ABOUT THIS EXERCISE: Each line below that holds the word "wooden" counts once; state the total number of such lines and nothing else.

((

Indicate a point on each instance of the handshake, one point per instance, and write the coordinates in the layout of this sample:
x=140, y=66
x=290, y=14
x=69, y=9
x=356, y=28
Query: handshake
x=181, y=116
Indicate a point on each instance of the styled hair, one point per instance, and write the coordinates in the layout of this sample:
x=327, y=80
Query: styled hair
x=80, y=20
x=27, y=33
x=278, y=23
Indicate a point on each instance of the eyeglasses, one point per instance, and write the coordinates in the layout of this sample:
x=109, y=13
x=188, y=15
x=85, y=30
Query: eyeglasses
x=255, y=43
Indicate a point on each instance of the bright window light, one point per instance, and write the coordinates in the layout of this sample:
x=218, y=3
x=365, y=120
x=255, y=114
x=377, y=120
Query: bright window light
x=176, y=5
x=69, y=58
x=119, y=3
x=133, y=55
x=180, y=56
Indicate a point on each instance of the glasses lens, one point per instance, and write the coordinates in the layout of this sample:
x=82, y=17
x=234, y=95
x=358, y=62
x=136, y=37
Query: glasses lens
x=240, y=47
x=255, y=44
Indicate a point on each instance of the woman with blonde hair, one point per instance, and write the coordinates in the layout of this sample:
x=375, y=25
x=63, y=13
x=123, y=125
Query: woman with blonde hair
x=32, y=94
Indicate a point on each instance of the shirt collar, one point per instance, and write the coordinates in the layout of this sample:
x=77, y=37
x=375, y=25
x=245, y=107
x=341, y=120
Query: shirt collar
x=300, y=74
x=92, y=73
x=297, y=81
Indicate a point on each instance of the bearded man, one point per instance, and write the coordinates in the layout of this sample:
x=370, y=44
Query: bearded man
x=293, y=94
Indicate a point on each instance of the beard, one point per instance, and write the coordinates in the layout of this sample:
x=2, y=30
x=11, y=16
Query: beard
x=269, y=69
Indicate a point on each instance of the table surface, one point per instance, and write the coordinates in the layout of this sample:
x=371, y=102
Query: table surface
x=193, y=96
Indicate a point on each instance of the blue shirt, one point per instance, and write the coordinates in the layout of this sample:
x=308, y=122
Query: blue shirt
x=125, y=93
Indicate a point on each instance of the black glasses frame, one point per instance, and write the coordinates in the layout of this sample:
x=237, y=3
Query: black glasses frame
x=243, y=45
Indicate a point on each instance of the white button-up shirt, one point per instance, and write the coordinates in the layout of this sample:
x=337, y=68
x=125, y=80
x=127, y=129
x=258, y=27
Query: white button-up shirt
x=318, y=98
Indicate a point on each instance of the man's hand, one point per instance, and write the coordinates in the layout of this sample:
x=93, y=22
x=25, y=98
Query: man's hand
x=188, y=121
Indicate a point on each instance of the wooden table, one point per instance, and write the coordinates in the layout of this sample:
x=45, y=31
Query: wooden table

))

SOLUTION TO THE EXERCISE: 2